[WHAT YOU NEED TO DO]
• A. Answer these questions using the editorial on additive-manufacturing-enabled architected materials below:
(i) How many contributions does the issue bring together?
(ii) In which journal does this Special Issue appear?
(iii) Which two architectures do the lattices in the first paper mimic?
• B. Translate this sentence from the editorial on additive-manufacturing-enabled architected materials into Spanish: "Key themes include multifunctionality, innovative material design, and the development of computational and experimental tools for enhancing performance."
• C. Pick up the editorial on additive-manufacturing-enabled architected materials where its text ends, and write what comes next.

***** GIVEN PASSAGE *****

Editorial for the Special Issue “Additive Manufacturing-Enabled Architected Materials”

Abstract

Additive manufacturing (AM) has redefined the landscape of materials engineering, enabling the design and realization of architected materials with tailored mechanical and functional properties unimaginable with traditional approaches. This Special Issue of Advanced Engineering Materials captures the latest advancements in AM-enabled architected materials, spotlighting innovations that combine structural efficiency, multifunctionality, and sustainable design. Techniques such as Digital Light Processing (DLP), Direct Ink Writing (DIW), and Laser Powder Bed Fusion (LPBF) are enabling the fabrication of complex multiscale architectures, catalysing advances across bioengineering, aerospace, automotive, and energy sectors.

This issue brings together 15 contributions that reflect both the current state and future potential of architected materials. Key themes include multifunctionality, innovative material design, and the development of computational and experimental tools for enhancing performance. Topics range from bio-inspired architectures and topology optimization to inelastic behaviour, energy absorption, crashworthiness, phase heterogeneity, and multifunctional properties such as thermal/electrical conductivity, piezoresistivity, and stress shielding. These works collectively demonstrate the transformative potential of AM, offering unprecedented control over material properties and enabling applications previously deemed unattainable. Collectively, these contributions highlight AMs potential to create high-performance materials for a wide range of industries.

1. Bioinspired Design of Isotropic Lattices with Tuneable and Controllable Anisotropy (Boda et al. 2401881)

This paper presents novel bio-inspired isotropic lattices with tuneable anisotropy, mimicking architectures found in cortical bone and golden spirals. By introducing nested lattice structures with adjustable nesting orders and orientations, the study explores the transition from shear-dominant to tensile-compression-dominant behaviours and their effect on the mechanical properties of these lattices, identifying the design space for isotropic lattices.

***** DATASET EXCERPT *****

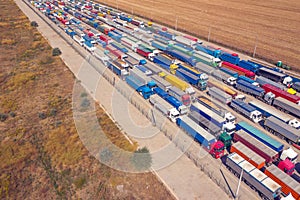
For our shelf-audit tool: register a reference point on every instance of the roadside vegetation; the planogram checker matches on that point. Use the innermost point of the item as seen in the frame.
(41, 154)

*****

[ANSWER LIST]
• A.
(i) 15 contributions.
(ii) Advanced Engineering Materials.
(iii) Cortical bone and golden spirals.

• B. Los temas clave incluyen la multifuncionalidad, el diseño innovador de materiales y el desarrollo de herramientas computacionales y experimentales para mejorar el rendimiento.

• C.
2. Conceptual Design and Parametric Optimization of a New Multileveled Horsetail Structure for Bicycle Helmets (Leng et al. 2300884)

Inspired by nature, this study introduces a bioinspired horsetail structure for helmet liners that mitigates both linear and rotational acceleration, providing a promising route to mitigate brain injury risks in cycling accidents.

3. Enhanced Flexural Performance of Diamond Latticed Triply Periodic Minimal Surface Sandwich Panels (Mahapatra et al. 2300813)

This research explores bioinspired TPMS diamond lattices for aerospace applications, investigating how unit cell geometry and density influence the flexural strength and energy absorption of sandwich panels under bending conditions.

4. Elasticity of Diametrically Compressed Microfabricated Woodpile Lattices (Shalchy & Bhaskar, 2301158)

This study addresses modulus–porosity relationships in microfabricated woodpile lattices, providing insights into how the elastic behaviour of these lattices can be optimized for material design.

5. A Variational Beam Model for Failure of Architected and Truss-Based Architected Materials (Karapiperis et al. 2300947)

A new variational beam model is proposed for predicting the inelastic behaviour of architected materials, including damage and viscoplasticity, providing an efficient tool for the design of architected materials in engineering applications.

6. Bending Performance and Crashworthiness Characteristics of Sandwich Beams with New Auxetic Core (Chikkanna et al. 2300710)

The study evaluates the performance of newly developed re-entrant diamond auxetic metamaterials, revealing significant improvements in energy absorption and crashworthiness, crucial for reducing structural weight in the transportation sector.

7. Architected Lattices with a Topological Transition (Agarwal & Jin, 2301192)

This paper explores topological metamaterials that undergo multistep deformation, offering highly tuneable stress–strain responses and a new approach for the design of multifunctional lattice structures.

8. Exploiting Geometric Frustration in Coupled von Mises Trusses to Program Multifunctional Mechanical Metamaterials (Liétard et al. 2402006)

This study introduces a mechanical metamaterial based on bistable von Mises trusses coupled to induce geometric frustration, leading to programmable mechanical properties. The design enables reversible transitions between stable states, altering the material's stiffness in compression. Experimental validation with 3D-printed metamaterials demonstrates the practical applications of this approach, including tuneable sandwich panels with adjustable compressive and bending stiffness.

9. Topology Optimization of Lattice Support Structure for Cantilever Beams Fabricated via Laser Powder Bed Fusion (Hu et al. 2300976)

The paper presents a framework for designing optimized lattice supports to minimize thermal distortion in LPBF-fabricated components, offering a solution for improving the precision of 3D printed metal parts.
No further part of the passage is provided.